» **Excerpt to read**
------
- Church: Church of Norway
- Diocese: Diocese of Christianssand

Personal details
- Born: 29 March 1680 Lødingen, Norway
- Died: 29 March 1733 (aged 53) Christianssand, Norway
- Denomination: Christian
- Occupation: Priest

= Christopher Nyrop =

Norwegian theologian and priest

Christopher Nyrop (29 March 1680-29 March 1733) was a Norwegian theologian and priest. He served as a bishop of the Diocese of Christianssand from 1720 until his death in 1733.

==Personal life==
Christopher Nyrop was born on 29 March 1680 in Lødingen, Norway. His parents were the priest Hans Nyrop and his wife Benedicte Mikkelsdatter Storm. Nyrop was married in 1706 to Malene Glad, but she died about a year later. He then married Elisabeth Kirstine Hiort. Both wives were daughters of priests. Christopher Nyrop died on his 53rd birthday, 29 March 1733 in Christianssand, Norway.
------
» **The data**

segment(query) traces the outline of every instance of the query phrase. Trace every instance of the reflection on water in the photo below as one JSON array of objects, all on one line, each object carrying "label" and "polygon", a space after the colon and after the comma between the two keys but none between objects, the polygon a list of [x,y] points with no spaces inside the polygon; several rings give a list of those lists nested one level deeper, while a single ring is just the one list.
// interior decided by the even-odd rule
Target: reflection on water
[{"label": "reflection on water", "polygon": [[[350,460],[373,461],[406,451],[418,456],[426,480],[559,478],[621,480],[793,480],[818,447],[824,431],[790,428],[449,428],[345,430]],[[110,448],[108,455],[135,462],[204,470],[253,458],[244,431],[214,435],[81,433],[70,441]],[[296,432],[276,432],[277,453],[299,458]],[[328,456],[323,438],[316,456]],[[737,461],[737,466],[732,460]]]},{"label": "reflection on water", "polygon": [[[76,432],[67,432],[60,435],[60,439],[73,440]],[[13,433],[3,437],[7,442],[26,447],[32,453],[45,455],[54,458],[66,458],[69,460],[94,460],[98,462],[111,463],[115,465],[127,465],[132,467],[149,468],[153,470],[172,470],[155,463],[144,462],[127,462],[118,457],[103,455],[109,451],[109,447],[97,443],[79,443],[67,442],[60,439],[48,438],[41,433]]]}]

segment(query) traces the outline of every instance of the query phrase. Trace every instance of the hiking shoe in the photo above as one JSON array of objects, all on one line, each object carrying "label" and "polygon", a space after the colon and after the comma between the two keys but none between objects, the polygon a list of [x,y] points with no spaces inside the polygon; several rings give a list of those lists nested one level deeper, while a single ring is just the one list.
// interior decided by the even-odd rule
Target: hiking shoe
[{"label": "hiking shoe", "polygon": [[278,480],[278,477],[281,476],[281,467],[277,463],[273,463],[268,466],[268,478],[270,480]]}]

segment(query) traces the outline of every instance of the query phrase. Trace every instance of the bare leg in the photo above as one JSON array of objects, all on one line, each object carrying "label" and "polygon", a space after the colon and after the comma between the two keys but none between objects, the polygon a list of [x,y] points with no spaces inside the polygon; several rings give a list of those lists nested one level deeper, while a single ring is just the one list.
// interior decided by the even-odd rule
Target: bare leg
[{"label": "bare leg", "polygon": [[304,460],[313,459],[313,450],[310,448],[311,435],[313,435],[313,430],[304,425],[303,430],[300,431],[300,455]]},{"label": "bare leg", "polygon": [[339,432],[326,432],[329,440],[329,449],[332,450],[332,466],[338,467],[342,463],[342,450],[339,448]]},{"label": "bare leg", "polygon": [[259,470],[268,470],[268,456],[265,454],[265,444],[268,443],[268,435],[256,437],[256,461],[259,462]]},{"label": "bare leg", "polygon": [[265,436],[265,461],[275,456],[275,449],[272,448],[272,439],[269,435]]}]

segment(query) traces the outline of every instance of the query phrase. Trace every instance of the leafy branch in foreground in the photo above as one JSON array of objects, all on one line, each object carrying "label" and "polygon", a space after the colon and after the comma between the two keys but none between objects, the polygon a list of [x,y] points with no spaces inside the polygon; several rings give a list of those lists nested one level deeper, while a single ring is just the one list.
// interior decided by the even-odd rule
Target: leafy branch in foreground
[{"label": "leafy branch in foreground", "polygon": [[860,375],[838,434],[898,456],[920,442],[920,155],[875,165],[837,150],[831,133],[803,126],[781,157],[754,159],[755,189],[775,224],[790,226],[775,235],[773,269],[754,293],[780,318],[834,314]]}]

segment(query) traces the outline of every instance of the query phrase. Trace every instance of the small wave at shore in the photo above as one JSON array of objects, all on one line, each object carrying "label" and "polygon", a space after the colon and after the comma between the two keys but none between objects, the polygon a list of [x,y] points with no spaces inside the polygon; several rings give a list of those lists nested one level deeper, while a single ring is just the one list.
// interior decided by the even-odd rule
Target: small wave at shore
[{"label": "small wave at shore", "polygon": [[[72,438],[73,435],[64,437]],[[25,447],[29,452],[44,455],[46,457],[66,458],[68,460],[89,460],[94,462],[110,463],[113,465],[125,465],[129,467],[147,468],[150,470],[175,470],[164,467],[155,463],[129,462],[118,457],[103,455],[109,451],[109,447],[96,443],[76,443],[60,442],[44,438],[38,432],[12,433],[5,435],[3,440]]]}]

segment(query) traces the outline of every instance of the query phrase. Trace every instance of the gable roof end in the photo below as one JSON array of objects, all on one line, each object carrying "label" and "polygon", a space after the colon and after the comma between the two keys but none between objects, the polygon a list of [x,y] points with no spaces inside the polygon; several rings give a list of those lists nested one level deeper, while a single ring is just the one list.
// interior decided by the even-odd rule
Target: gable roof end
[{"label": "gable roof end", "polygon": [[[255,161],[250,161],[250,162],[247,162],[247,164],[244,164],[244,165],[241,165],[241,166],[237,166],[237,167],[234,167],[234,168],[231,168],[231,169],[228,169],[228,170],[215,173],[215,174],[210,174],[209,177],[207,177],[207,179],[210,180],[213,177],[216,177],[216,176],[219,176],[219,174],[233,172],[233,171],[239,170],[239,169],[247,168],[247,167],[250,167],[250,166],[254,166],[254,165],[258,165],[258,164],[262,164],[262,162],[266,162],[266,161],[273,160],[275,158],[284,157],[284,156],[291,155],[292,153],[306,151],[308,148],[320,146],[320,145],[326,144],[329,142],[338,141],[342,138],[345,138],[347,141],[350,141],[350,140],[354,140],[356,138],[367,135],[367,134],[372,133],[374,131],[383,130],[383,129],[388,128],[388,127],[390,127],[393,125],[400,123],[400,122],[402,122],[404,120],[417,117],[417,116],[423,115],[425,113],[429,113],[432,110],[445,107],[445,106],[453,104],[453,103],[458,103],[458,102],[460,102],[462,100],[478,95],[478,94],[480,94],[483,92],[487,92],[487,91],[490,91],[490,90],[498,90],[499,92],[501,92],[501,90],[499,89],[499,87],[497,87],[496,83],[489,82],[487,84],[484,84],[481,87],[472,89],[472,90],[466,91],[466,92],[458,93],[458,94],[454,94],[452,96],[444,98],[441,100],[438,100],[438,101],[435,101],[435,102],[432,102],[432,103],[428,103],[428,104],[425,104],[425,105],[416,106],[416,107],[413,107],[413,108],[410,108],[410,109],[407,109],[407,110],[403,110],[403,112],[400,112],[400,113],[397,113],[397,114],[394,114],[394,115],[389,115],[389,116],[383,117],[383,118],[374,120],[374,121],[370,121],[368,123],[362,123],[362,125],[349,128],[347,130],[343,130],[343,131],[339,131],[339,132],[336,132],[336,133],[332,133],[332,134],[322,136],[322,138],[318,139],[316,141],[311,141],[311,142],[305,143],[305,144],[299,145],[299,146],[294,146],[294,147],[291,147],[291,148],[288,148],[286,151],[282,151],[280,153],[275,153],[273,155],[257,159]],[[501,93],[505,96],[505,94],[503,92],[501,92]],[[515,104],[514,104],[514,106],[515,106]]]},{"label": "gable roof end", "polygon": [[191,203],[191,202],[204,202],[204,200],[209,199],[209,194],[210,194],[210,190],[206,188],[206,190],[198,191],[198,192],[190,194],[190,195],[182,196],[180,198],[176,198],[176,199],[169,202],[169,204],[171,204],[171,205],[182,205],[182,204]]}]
------
» **Tasks to complete**
A: Copy the Christopher Nyrop article in full, word for word.
B: In the records, take the lines starting with the one that contains "of the hiking" and going on through the one that contains "Target: hiking shoe", and revise them by replacing "even-odd rule" with "nonzero winding rule" while leaving all else unchanged. Return only those revised lines.

» **Solution set**
A:
- Church: Church of Norway
- Diocese: Diocese of Christianssand

Personal details
- Born: 29 March 1680 Lødingen, Norway
- Died: 29 March 1733 (aged 53) Christianssand, Norway
- Denomination: Christian
- Occupation: Priest

= Christopher Nyrop =

Norwegian theologian and priest

Christopher Nyrop (29 March 1680-29 March 1733) was a Norwegian theologian and priest. He served as a bishop of the Diocese of Christianssand from 1720 until his death in 1733.

==Personal life==
Christopher Nyrop was born on 29 March 1680 in Lødingen, Norway. His parents were the priest Hans Nyrop and his wife Benedicte Mikkelsdatter Storm. Nyrop was married in 1706 to Malene Glad, but she died about a year later. He then married Elisabeth Kirstine Hiort. Both wives were daughters of priests. Christopher Nyrop died on his 53rd birthday, 29 March 1733 in Christianssand, Norway.

B:
segment(query) traces the outline of every instance of the query phrase. Trace every instance of the hiking shoe in the photo above as one JSON array of objects, all on one line, each object carrying "label" and "polygon", a space after the colon and after the comma between the two keys but none between objects, the polygon a list of [x,y] points with no spaces inside the polygon; several rings give a list of those lists nested one level deeper, while a single ring is just the one list.
// interior decided by the nonzero winding rule
Target: hiking shoe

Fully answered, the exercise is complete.